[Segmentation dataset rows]
** Start **

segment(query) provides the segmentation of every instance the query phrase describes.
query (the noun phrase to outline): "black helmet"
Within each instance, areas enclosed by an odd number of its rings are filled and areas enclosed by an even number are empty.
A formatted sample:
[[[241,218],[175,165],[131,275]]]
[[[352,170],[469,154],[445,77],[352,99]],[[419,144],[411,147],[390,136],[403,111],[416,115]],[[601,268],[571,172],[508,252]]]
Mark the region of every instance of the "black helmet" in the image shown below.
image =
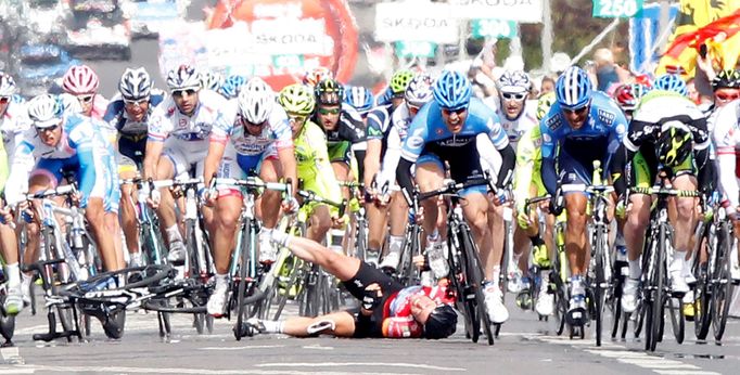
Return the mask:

** End **

Exercise:
Copy the rows above word for word, leaving the picture out of your copy.

Written answer:
segment(query) provides the segmentation of every instance the query phrase describes.
query (the noun phrase to outline): "black helmet"
Within each instance, areas enclosed by an odd number of its rings are filled and areas enclosed by an even number are empty.
A formatted sample:
[[[241,218],[175,165],[131,275]]]
[[[352,170],[469,154],[445,77],[352,99]],[[419,144],[411,147],[390,136],[403,111],[416,115]],[[601,268],[571,172],[508,252]]]
Mark the region of every instance of the "black helmet" in the image shown below.
image =
Return the mask:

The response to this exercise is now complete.